## [What to work on]
Leave out the pictures and copy everything else below exactly.

----- Rows -----

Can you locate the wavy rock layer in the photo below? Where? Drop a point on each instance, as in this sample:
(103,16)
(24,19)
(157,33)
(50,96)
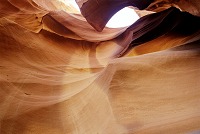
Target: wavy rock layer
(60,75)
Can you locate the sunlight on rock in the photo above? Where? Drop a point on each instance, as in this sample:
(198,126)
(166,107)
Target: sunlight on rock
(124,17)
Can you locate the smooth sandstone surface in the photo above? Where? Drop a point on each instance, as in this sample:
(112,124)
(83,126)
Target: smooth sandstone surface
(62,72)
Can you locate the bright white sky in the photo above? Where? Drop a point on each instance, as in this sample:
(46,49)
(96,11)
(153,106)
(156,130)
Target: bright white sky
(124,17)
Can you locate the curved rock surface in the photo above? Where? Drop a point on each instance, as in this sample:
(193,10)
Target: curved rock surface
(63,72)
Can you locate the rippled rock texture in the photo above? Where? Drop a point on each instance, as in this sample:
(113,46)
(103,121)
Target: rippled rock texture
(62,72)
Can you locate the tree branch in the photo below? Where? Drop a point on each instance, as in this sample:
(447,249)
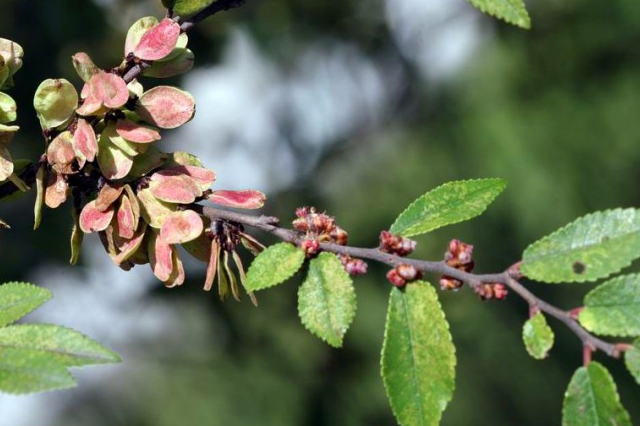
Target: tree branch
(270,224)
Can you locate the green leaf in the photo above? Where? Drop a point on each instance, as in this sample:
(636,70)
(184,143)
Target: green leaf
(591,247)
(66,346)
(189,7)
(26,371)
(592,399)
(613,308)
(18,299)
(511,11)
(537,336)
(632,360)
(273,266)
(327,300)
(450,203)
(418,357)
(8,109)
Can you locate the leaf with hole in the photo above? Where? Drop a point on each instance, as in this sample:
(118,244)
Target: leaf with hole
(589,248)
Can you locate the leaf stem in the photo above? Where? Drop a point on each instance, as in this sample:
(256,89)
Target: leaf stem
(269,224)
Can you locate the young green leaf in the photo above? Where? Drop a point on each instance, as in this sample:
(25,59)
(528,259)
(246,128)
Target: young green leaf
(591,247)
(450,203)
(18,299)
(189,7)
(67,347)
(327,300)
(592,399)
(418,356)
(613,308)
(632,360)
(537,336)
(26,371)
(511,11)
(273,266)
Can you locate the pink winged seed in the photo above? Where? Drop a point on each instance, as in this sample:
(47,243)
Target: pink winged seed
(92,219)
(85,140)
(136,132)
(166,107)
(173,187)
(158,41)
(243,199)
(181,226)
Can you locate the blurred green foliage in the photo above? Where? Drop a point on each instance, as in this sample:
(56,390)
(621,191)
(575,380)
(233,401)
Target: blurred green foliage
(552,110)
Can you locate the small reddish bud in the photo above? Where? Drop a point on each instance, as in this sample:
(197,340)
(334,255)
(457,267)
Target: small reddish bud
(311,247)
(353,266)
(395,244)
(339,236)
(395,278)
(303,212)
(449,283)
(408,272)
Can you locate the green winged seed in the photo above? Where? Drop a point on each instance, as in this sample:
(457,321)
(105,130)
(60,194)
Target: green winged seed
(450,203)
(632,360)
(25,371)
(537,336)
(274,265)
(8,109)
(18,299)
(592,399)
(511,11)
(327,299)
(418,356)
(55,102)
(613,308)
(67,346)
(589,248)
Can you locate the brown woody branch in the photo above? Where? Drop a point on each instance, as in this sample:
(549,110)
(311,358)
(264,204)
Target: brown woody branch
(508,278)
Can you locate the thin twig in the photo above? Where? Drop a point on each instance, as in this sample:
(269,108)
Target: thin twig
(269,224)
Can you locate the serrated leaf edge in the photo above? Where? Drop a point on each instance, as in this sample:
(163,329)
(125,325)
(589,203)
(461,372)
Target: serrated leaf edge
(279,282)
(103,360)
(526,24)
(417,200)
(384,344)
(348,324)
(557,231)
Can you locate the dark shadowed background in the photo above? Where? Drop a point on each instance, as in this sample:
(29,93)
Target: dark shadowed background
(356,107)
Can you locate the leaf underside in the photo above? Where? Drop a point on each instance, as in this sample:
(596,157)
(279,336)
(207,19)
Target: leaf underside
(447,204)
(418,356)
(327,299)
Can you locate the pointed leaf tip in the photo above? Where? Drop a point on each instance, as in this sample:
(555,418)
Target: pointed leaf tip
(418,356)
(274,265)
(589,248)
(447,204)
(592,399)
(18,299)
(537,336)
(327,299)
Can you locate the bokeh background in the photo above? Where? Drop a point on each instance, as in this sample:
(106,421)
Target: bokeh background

-----

## [Solution]
Can you locate the wavy rock layer in the photo below? Where? Drop a point on each instance, as in this sample:
(103,16)
(24,19)
(157,33)
(50,96)
Target: wavy rock layer
(60,75)
Can you locate the sunlight on rock in the photo above? Where? Drop a point on each instance, as in this sample:
(198,126)
(166,107)
Target: sunlight on rock
(124,17)
Can you locate the smooth sandstone surface in the photo above? Where? Drop a point on each instance, as in this sample:
(112,124)
(83,126)
Target: smooth sandstone surface
(62,72)
Can you locate the bright white sky in the photo above? Where? Drop a point on each instance, as in this sample:
(46,49)
(96,11)
(153,106)
(156,130)
Target: bright white sky
(124,17)
Can you locate the curved rock surface in the photo above? Where? Drop a point on each instance, as in this sample:
(193,10)
Target: curved rock surface
(63,72)
Can you locate the rippled rock texture in the photo above? Where? Drop a point on each instance, as in this sample:
(113,46)
(103,121)
Target: rippled rock texture
(62,72)
Can you locate the tree branch in the photo below? Where? Drop a point on each instance, as in this sample:
(447,249)
Target: tree branch
(270,224)
Can you locate the green leaf in the photo above? Where? Drop a point on each instance, as in this sample:
(636,70)
(184,143)
Target: green leaf
(591,247)
(66,346)
(189,7)
(26,371)
(592,399)
(613,308)
(18,299)
(511,11)
(537,336)
(632,360)
(273,266)
(327,300)
(450,203)
(418,357)
(8,109)
Can you locate the leaf with hole in the photo above? Where? Drop a point on each instance, as in this sample:
(118,244)
Target: leaf with hole
(589,248)
Can you locate the leaf stem in the photo above? Where? Drop a point on each instance, as in this sample:
(256,89)
Target: leaf stem
(269,224)
Can you locate the young green leaf in the photo above? Where? Drop a point on each instance, as in this sample:
(25,59)
(528,259)
(246,128)
Target: young green leaf
(591,247)
(450,203)
(18,299)
(189,7)
(67,347)
(327,300)
(592,399)
(418,356)
(613,308)
(632,360)
(537,336)
(26,371)
(511,11)
(273,266)
Can you locate the pink winged seed in the photo above? Where? Drop a point on each instance, as in this sample:
(47,243)
Target: pink winged seed
(92,219)
(85,140)
(136,132)
(166,107)
(173,187)
(158,41)
(243,199)
(181,226)
Can you locate the blurred green foliage in the photo above? Where? Drop a point on each instance, as in this sample:
(56,390)
(621,191)
(575,380)
(233,401)
Target: blurred green foliage
(552,110)
Can you locate the small reddish bud in the photo above? Where? Drop a point on each instance, as in this sample:
(197,340)
(334,255)
(457,267)
Target: small reddish bud
(311,247)
(353,266)
(395,244)
(339,236)
(395,278)
(303,212)
(449,283)
(408,272)
Can you locate the green winged seed in the photo above? Where? Drop a point on each instance, as in this sample:
(457,321)
(105,130)
(60,194)
Target: green winged seed
(450,203)
(632,360)
(25,371)
(537,336)
(274,265)
(8,109)
(18,299)
(592,399)
(511,11)
(327,299)
(418,356)
(55,102)
(613,308)
(67,346)
(589,248)
Can you locate the brown woody branch in the photo above? Where? Drop a point on each instance, as in this sample:
(549,110)
(311,358)
(264,204)
Target: brown woody branch
(508,278)
Can you locate the thin twig in the photo above? Where? Drop a point on each instance, as in this sample:
(269,108)
Target: thin twig
(269,224)
Can you locate the serrated leaf edge in the photo above? Where? Drop a point on each instance, as in this sample:
(163,329)
(125,325)
(589,203)
(461,372)
Target: serrated leaf edge
(279,282)
(103,360)
(526,24)
(417,200)
(384,344)
(348,324)
(557,231)
Can you locate the dark shadowed background in the photo above? Where? Drop a point on each instance, as in this sample:
(29,93)
Target: dark shadowed background
(356,107)
Can you locate the leaf underside in the photo above? Where? Drop a point on each instance, as in this sample:
(596,157)
(279,336)
(207,19)
Target: leaf underside
(447,204)
(418,356)
(327,299)
Can you locate the pointed leaf tip in the photo above? Where? Drop a point on each instance, as in this sample:
(555,418)
Target: pointed leaf tip
(418,356)
(274,265)
(589,248)
(447,204)
(592,399)
(18,299)
(537,336)
(327,299)
Can you locate the bokeh background in the photo above? Where? Drop a point on each instance, as in this sample:
(106,421)
Target: bokeh background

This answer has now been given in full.